=== What you need to do ===
Write the next part of the reflection on Calvary and prayer outside abortion clinics, picking up after its final sentence.

=== Provided passage ===
■ ■ ■ ■ ■ ■ ■

At Calvary, Jesus Christ hung upon the cross, suffering for the sin of the world. He hung in agony suffering for our sins, yours and mine. He suffered a death on the cross he had not merited; he innocently suffered torments he did not deserve.
Mary, his mother, and John his beloved disciple, and the holy women of Jerusalem stood on Calvary as Christ was put to death. They stood in darkness, and rain, amid callous crowds and rough soldiers. They stood together in a place of cruelty for their love of Jesus Christ.
It would be insufficient to call their presence on Calvary a protest. They were not there to picket, or rally, or demonstrate. The presence of the Christians on Calvary had a far deeper meaning.
Mary and the disciples stood on Calvary to mourn for Jesus Christ. They stood to witness the injustice of his execution. They stood on Calvary, above all else, to pray. They prayed that a violent place might become holy—and in the death of Jesus Christ, which redeemed death for all mankind, it did become holy. By the blood of Jesus Christ, a place for killing became a place where the world was redeemed.
For more than 30 years, I have spent time in prayer at the abortion clinics of our nation. Outside of clinics, I have prayed and sung hymns and interceded on behalf of mothers and their unborn children. I have knelt in snow and rain, with men and women far more dedicated than I.
Every day in this country, men and women gather to pray that evil places—places which kill more than 1 million unborn children each year—might be redeemed by the blood of Jesus Christ.
I have seen the fruits of these prayers. I have met doctors and nurses who have been converted—leaving behind the practice of abortion in order to dedicate their careers to saving lives. I have seen abortion clinics shuttered—the prayers of the faithful men and women overcoming the evil of abortion. And I have met children and adults who were abortion bound, whose mothers changed their minds at the last moment—the grace of fervent prayer in the face of evil.
“Every child who isn’t born, but is unjustly condemned to be aborted, has the face of Jesus Christ,” said Pope Francis last year in Rome. When we pray for an end to abortion, we join Mary and John and the women of Jerusalem at Calvary. We are at a place, a modern day Calvary, where pure innocence meets pure evil. And there, in the unborn children condemned to be aborted, we see the face of Jesus Christ.

■ ■ ■ ■ ■ ■ ■

=== Source information ===
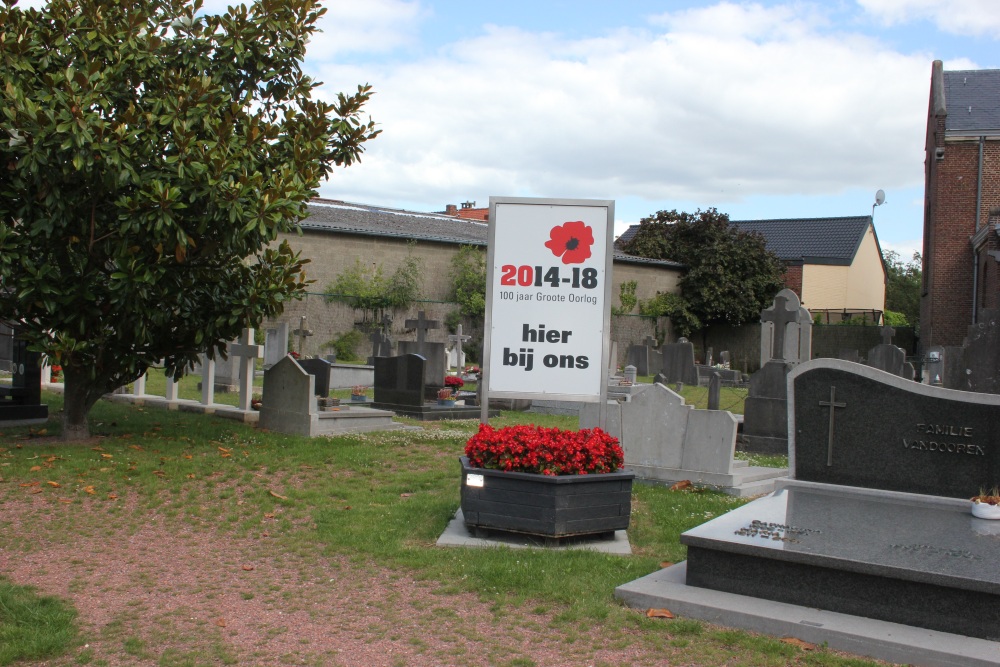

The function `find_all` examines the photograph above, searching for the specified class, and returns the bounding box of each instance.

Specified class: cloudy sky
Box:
[276,0,1000,257]
[32,0,1000,258]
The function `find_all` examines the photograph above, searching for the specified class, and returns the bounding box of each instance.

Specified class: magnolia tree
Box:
[0,0,378,439]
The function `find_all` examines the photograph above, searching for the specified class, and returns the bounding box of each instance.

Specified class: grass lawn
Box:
[0,392,880,667]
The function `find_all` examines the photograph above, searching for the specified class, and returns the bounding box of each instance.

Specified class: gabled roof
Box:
[731,215,878,266]
[944,69,1000,135]
[299,198,683,268]
[616,215,878,266]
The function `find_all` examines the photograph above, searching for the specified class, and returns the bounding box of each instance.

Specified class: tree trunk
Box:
[62,365,104,440]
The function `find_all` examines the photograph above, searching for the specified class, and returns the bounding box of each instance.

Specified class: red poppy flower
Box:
[545,220,594,264]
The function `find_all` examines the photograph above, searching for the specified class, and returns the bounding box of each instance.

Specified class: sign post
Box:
[481,197,614,427]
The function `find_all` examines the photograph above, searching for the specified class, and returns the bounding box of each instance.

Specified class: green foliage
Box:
[623,208,784,331]
[323,254,422,325]
[451,246,486,324]
[882,250,923,328]
[0,0,378,437]
[611,280,639,315]
[639,292,701,336]
[0,578,77,665]
[326,329,363,361]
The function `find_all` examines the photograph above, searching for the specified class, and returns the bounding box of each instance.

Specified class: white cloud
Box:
[858,0,1000,36]
[320,3,932,214]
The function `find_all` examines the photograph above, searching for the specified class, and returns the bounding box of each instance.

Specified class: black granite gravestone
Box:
[0,333,49,421]
[297,359,330,398]
[375,354,427,409]
[789,360,1000,498]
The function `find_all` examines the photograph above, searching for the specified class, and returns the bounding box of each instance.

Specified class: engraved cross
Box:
[819,385,847,466]
[760,296,799,359]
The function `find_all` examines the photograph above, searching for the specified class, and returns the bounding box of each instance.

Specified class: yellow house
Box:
[732,215,886,323]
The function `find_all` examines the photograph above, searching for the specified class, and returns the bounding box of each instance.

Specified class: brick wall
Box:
[921,140,1000,348]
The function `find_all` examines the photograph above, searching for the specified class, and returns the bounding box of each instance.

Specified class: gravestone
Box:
[258,355,404,437]
[374,354,427,409]
[448,324,472,371]
[760,289,812,367]
[962,309,1000,394]
[616,359,1000,665]
[292,315,313,357]
[657,338,698,384]
[398,310,448,398]
[580,384,787,497]
[740,359,792,454]
[264,322,288,370]
[625,336,663,375]
[368,328,392,366]
[866,326,913,380]
[298,359,331,398]
[0,332,49,423]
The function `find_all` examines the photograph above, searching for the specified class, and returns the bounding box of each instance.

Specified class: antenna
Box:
[872,188,885,220]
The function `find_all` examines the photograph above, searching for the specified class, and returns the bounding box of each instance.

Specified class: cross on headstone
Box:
[292,315,313,356]
[403,310,441,350]
[229,328,264,411]
[819,385,847,466]
[760,294,798,359]
[448,324,472,365]
[882,326,896,345]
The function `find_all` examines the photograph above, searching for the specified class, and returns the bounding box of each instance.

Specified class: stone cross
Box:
[760,294,798,360]
[229,328,264,411]
[882,326,896,345]
[292,315,313,356]
[448,324,472,366]
[819,385,847,466]
[403,310,441,352]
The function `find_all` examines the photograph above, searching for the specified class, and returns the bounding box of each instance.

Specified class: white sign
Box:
[484,197,614,402]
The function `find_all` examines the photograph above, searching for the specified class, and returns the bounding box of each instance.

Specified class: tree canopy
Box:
[623,208,784,333]
[0,0,378,438]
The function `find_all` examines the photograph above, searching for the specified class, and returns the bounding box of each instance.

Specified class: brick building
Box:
[920,60,1000,349]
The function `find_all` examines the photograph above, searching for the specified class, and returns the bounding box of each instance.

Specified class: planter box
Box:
[459,456,635,538]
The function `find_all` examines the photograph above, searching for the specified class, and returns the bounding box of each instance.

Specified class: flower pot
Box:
[459,456,635,538]
[969,503,1000,519]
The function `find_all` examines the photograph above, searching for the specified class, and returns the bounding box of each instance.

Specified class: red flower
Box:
[545,220,594,264]
[465,424,625,475]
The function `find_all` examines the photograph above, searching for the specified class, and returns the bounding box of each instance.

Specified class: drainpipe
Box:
[972,136,986,324]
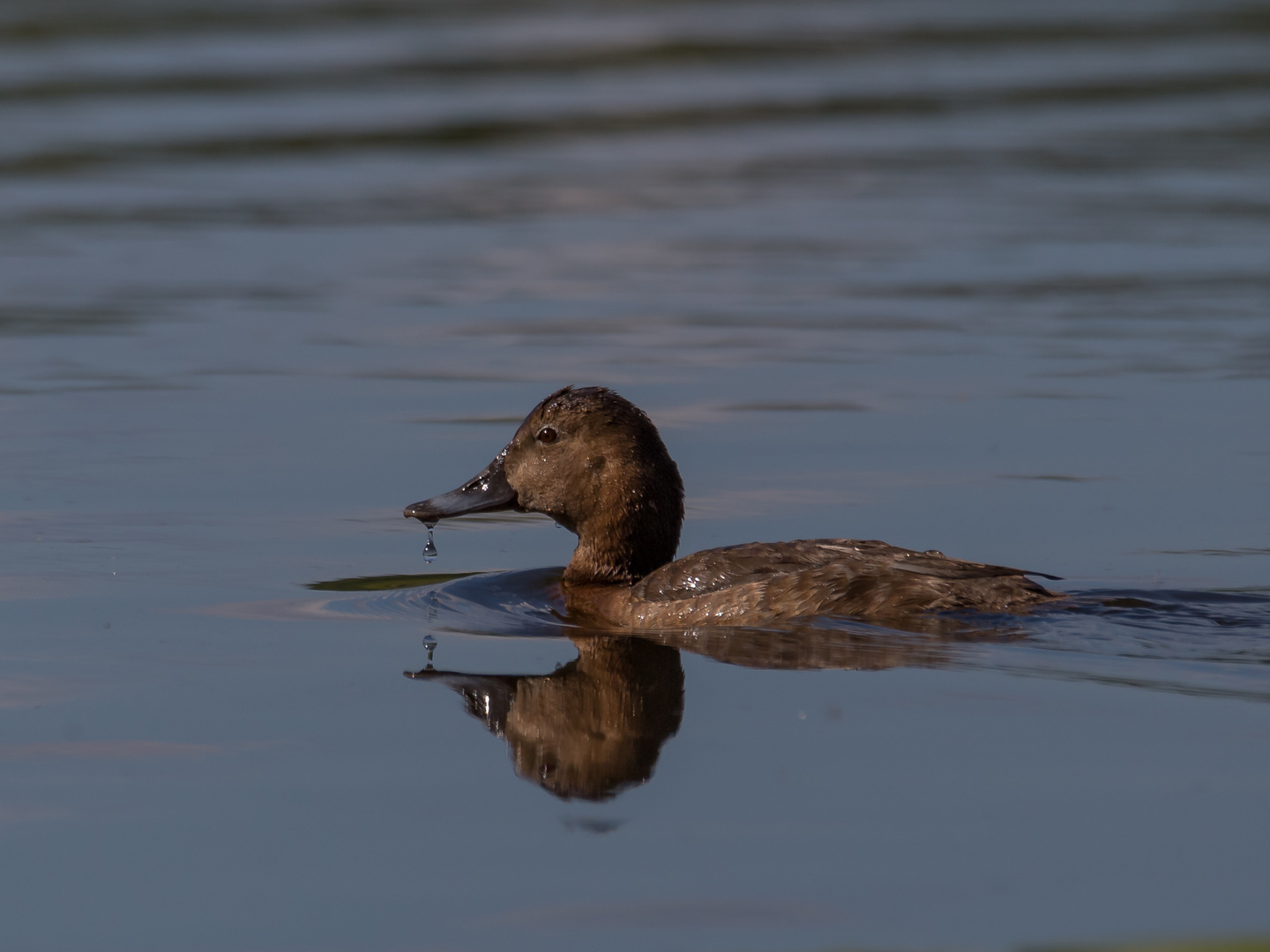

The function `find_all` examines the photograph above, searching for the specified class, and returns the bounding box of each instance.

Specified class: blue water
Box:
[0,0,1270,952]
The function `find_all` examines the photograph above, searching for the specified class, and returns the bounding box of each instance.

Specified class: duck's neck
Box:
[564,459,684,585]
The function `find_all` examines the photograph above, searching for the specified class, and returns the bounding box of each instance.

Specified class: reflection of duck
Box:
[405,387,1062,628]
[407,636,684,800]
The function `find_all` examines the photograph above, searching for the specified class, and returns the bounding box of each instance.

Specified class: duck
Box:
[402,386,1065,631]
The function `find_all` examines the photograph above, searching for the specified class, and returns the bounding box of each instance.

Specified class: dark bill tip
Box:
[401,456,519,524]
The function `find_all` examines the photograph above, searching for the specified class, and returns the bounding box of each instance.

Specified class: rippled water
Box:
[0,0,1270,949]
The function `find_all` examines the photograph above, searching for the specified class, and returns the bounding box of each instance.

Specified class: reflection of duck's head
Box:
[407,637,684,801]
[405,387,684,583]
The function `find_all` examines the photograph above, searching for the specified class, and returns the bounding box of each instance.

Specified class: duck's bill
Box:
[404,455,520,524]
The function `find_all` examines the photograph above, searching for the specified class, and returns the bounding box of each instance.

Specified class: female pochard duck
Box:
[405,387,1063,628]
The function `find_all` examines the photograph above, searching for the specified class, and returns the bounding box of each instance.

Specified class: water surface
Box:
[0,0,1270,949]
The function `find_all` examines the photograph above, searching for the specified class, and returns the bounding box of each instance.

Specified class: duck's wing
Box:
[632,539,1054,602]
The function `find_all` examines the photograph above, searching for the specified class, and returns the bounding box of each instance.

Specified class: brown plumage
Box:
[405,387,1063,628]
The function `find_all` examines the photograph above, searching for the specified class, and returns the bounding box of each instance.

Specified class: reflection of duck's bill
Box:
[402,450,520,525]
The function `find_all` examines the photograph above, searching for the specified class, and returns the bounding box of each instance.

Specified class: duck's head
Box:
[405,387,684,583]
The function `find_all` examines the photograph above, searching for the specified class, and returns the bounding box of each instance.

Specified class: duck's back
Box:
[576,539,1062,627]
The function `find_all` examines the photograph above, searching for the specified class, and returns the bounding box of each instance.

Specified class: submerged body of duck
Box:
[405,387,1063,628]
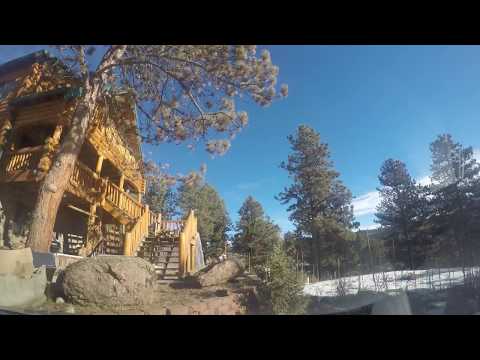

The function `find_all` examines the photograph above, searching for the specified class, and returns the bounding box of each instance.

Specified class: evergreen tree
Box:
[233,196,280,264]
[143,163,177,219]
[256,244,307,315]
[277,125,353,278]
[376,159,426,269]
[430,134,480,265]
[178,177,230,256]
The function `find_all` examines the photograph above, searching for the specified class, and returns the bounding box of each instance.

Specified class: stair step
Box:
[157,275,179,281]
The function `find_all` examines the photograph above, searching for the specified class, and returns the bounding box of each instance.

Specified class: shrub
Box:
[255,245,307,315]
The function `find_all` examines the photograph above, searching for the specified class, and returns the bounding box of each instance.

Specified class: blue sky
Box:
[0,46,480,230]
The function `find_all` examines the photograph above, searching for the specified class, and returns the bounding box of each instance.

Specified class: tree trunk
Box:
[27,96,95,252]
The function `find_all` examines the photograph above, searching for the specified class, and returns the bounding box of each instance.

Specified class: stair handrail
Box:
[123,205,150,256]
[179,210,198,276]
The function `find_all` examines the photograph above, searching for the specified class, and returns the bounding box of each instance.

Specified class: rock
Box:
[371,291,412,315]
[190,259,243,287]
[215,289,228,297]
[0,266,47,307]
[57,256,156,307]
[445,286,479,315]
[0,248,34,277]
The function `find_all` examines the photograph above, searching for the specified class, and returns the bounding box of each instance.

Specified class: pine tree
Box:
[233,196,280,265]
[430,134,480,265]
[257,244,307,315]
[143,163,177,219]
[375,159,427,269]
[277,125,353,278]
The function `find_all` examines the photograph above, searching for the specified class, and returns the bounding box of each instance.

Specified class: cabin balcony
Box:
[0,146,145,225]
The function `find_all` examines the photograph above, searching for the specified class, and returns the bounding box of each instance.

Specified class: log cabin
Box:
[0,51,201,275]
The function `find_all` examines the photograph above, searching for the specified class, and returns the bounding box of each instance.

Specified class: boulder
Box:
[444,286,479,315]
[370,291,412,315]
[0,266,47,307]
[191,259,244,287]
[57,256,156,307]
[0,248,34,278]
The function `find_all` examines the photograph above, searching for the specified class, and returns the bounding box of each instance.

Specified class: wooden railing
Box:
[2,145,43,175]
[179,210,198,276]
[123,205,151,256]
[148,211,162,236]
[70,161,101,192]
[105,181,144,219]
[160,220,184,236]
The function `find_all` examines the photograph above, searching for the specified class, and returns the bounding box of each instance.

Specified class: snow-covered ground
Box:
[303,267,480,297]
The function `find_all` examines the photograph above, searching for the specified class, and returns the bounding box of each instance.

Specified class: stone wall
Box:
[142,294,247,315]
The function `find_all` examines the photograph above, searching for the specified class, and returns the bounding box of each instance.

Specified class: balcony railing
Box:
[2,146,43,177]
[70,161,102,194]
[105,180,144,219]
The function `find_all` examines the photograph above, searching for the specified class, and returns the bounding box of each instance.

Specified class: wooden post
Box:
[52,125,63,144]
[118,173,125,191]
[95,155,103,175]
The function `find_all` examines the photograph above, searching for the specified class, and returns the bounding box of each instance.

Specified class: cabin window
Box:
[77,141,98,171]
[15,125,55,149]
[0,80,16,100]
[100,159,120,185]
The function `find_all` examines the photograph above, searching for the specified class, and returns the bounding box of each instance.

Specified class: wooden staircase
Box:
[137,231,180,283]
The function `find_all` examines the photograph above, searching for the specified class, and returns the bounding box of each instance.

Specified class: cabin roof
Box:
[0,50,53,76]
[0,50,142,165]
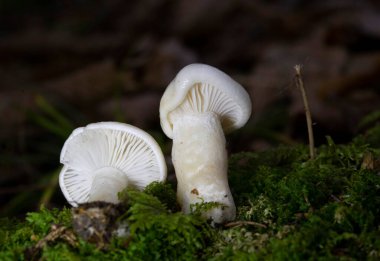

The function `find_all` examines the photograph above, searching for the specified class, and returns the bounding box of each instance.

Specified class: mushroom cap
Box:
[59,122,166,206]
[160,64,252,138]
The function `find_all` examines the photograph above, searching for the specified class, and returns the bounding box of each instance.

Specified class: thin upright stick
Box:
[294,64,315,159]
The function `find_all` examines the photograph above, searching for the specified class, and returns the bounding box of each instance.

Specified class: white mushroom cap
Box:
[59,122,166,206]
[160,64,252,138]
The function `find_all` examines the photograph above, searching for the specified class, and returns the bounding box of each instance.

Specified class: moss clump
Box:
[0,126,380,260]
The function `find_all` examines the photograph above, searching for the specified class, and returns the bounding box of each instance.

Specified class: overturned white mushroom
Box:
[160,64,251,223]
[59,122,166,206]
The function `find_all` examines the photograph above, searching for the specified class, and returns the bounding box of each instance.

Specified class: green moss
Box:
[0,126,380,260]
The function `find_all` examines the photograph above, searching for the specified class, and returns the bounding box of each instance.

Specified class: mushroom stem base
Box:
[172,112,236,223]
[88,167,128,204]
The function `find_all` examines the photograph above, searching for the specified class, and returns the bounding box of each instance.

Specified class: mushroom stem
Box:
[88,167,128,204]
[170,111,236,223]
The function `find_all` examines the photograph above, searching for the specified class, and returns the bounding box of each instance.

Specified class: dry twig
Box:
[294,64,315,159]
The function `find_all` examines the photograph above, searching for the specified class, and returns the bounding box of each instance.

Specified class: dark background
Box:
[0,0,380,216]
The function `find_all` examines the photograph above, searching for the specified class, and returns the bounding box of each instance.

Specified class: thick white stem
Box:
[172,112,236,223]
[88,167,128,204]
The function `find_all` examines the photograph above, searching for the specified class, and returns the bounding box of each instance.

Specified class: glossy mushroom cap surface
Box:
[160,64,252,138]
[59,122,166,206]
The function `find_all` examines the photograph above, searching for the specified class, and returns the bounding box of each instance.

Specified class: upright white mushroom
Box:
[160,64,251,223]
[59,122,166,206]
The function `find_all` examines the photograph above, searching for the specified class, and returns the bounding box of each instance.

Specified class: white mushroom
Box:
[160,64,251,223]
[59,122,166,206]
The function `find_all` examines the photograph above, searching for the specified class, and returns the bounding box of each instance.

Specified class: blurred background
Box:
[0,0,380,216]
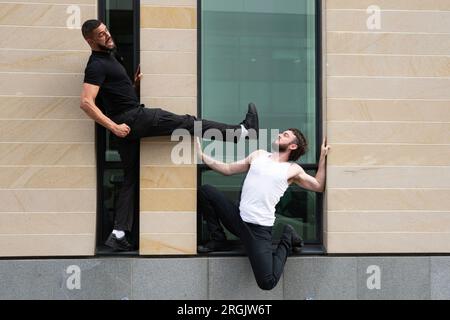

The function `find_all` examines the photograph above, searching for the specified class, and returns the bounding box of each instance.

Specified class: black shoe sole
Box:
[247,102,259,139]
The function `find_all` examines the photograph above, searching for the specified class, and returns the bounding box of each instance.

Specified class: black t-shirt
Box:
[84,51,139,117]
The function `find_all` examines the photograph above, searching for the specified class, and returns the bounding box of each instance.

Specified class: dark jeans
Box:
[111,105,240,231]
[198,185,292,290]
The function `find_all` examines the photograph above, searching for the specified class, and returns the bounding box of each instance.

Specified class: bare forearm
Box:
[81,100,117,130]
[315,156,326,192]
[200,152,231,176]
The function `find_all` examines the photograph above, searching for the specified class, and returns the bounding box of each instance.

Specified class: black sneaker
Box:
[241,102,259,139]
[105,233,133,251]
[283,224,305,249]
[197,240,232,253]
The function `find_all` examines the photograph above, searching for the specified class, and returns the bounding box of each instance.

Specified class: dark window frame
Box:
[197,0,325,253]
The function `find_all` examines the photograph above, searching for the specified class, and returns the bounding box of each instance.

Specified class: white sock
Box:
[113,230,125,239]
[240,124,248,139]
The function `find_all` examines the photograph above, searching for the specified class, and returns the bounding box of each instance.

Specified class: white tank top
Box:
[239,152,291,227]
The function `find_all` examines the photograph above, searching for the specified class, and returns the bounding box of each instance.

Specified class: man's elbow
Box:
[80,99,91,112]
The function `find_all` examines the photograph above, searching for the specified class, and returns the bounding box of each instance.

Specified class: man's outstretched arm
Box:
[195,138,259,176]
[294,138,330,192]
[80,83,130,138]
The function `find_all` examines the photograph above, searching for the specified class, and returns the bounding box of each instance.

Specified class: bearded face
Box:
[272,140,290,152]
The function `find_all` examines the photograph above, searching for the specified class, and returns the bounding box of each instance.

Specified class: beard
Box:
[272,141,289,152]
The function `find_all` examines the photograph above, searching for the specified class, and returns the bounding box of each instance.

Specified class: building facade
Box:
[0,0,450,298]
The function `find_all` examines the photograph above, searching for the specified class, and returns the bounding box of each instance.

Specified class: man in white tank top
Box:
[196,129,330,290]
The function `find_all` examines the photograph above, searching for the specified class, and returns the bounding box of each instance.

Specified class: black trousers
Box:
[111,105,241,231]
[198,185,292,290]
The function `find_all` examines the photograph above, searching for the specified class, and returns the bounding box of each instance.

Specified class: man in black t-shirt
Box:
[81,20,259,251]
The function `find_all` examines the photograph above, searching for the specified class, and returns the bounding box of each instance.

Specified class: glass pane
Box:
[200,171,319,243]
[201,0,320,243]
[201,0,316,163]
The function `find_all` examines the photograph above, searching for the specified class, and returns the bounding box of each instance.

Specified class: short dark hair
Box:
[288,128,308,161]
[81,19,102,39]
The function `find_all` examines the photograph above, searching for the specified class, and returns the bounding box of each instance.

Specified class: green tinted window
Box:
[200,0,320,242]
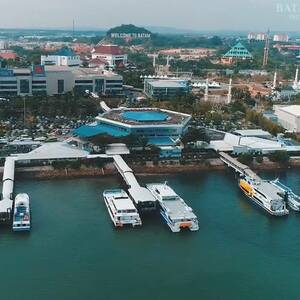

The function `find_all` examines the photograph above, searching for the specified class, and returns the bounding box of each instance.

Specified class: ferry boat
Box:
[13,194,31,231]
[239,177,289,216]
[271,178,300,211]
[147,183,199,232]
[103,189,142,227]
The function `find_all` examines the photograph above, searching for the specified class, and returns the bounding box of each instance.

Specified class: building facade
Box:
[0,66,123,97]
[41,48,81,67]
[92,45,128,67]
[144,79,191,99]
[274,105,300,132]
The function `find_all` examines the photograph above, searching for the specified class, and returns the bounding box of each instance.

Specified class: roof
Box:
[279,105,300,117]
[234,129,272,137]
[147,183,197,220]
[148,80,187,88]
[89,58,108,65]
[223,42,253,59]
[0,51,17,59]
[73,124,129,138]
[96,107,191,127]
[16,142,89,160]
[53,48,77,56]
[93,45,125,55]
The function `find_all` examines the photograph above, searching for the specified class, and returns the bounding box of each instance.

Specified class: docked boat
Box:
[13,194,31,231]
[239,177,289,216]
[271,178,300,211]
[147,183,199,232]
[103,189,142,227]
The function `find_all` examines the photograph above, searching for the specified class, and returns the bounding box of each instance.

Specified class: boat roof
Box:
[255,180,282,199]
[104,190,136,210]
[147,183,197,220]
[152,184,178,198]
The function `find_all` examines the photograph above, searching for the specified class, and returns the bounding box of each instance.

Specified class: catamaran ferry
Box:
[147,184,199,232]
[239,177,289,216]
[271,178,300,211]
[103,189,142,227]
[13,194,31,231]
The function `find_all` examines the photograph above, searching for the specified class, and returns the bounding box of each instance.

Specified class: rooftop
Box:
[224,42,253,59]
[16,142,89,160]
[53,48,77,56]
[98,108,191,125]
[280,105,300,117]
[148,80,187,88]
[93,45,125,55]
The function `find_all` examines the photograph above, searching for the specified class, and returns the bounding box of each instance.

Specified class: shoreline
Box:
[7,159,300,180]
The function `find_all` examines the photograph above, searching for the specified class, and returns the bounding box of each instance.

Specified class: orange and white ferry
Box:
[239,177,289,216]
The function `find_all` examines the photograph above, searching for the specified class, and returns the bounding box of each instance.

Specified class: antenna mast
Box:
[263,30,270,67]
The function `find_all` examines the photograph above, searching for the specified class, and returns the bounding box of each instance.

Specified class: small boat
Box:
[13,194,31,231]
[239,177,289,216]
[147,183,199,232]
[103,189,142,227]
[271,178,300,211]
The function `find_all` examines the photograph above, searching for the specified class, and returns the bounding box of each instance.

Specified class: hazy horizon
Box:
[0,0,300,31]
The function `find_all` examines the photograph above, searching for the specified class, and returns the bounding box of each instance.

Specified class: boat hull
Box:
[240,186,289,217]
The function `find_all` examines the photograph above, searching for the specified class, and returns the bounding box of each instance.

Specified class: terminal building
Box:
[92,45,128,67]
[144,79,191,99]
[74,108,192,146]
[0,66,123,97]
[274,105,300,132]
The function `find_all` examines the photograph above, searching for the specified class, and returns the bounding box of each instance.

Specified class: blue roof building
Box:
[74,108,192,146]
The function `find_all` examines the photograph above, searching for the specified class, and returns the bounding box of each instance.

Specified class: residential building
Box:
[41,48,81,67]
[0,66,123,96]
[221,42,253,64]
[273,34,289,43]
[274,105,300,132]
[0,50,18,60]
[248,32,268,41]
[92,45,128,67]
[144,79,191,99]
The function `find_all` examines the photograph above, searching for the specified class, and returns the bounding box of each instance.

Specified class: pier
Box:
[219,152,260,180]
[113,155,156,211]
[0,157,15,223]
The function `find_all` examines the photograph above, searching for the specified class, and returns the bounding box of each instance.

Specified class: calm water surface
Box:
[0,170,300,300]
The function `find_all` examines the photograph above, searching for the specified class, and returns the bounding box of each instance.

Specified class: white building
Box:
[41,48,81,67]
[0,66,123,97]
[92,45,128,67]
[273,34,289,42]
[274,105,300,132]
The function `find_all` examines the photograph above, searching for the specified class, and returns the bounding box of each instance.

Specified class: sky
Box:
[0,0,300,31]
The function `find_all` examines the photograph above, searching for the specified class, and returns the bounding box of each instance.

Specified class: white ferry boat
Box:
[271,179,300,211]
[103,189,142,227]
[147,183,199,232]
[239,177,289,216]
[13,194,31,231]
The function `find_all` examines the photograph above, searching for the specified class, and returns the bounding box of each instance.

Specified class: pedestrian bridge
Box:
[113,155,156,210]
[219,152,260,180]
[0,157,15,223]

■ ■ ■ ■ ■ ■ ■

=== Response area ===
October 5th is the Church’s Respect Life Sunday. As the 2014 USCCB Respect Life Program begins this month, let us take a moment to reflect on this year’s theme: “Each of Us is a Masterpiece of God’s Creation.” This truth should effect our understanding of ourselves and others and the way we live; we ought to spend time reflecting on what it means to be “God’s masterpiece.” Pastoral and educational resources for the program can be found at www.usccb.org/respectlife.
On Monday, Oct. 6, students from Pius X High School in Lincoln and from the Newman Center at the University of Nebraska-Lincoln will hold a candlelight vigil at an abortion clinic, praying for an end to abortion They will continue this practice throughout the year—I will join them as often as I’m able.
I pray that you will join these young students, praying for an end to abortion. I pray that families will come together to pray with them. I pray that priests, and seminarians, and religious sisters will be there. I pray that physicians will be there—even in their white doctors’ coats—praying for any physician who would perform an abortion.
The blood of Christ, poured out on Calvary, can make holy the violent and evil and depraved things of this world. Mary and John prayed for this on Calvary. I pray that we might join them, praying at places of killing for the redemption of all things made possible in Jesus Christ.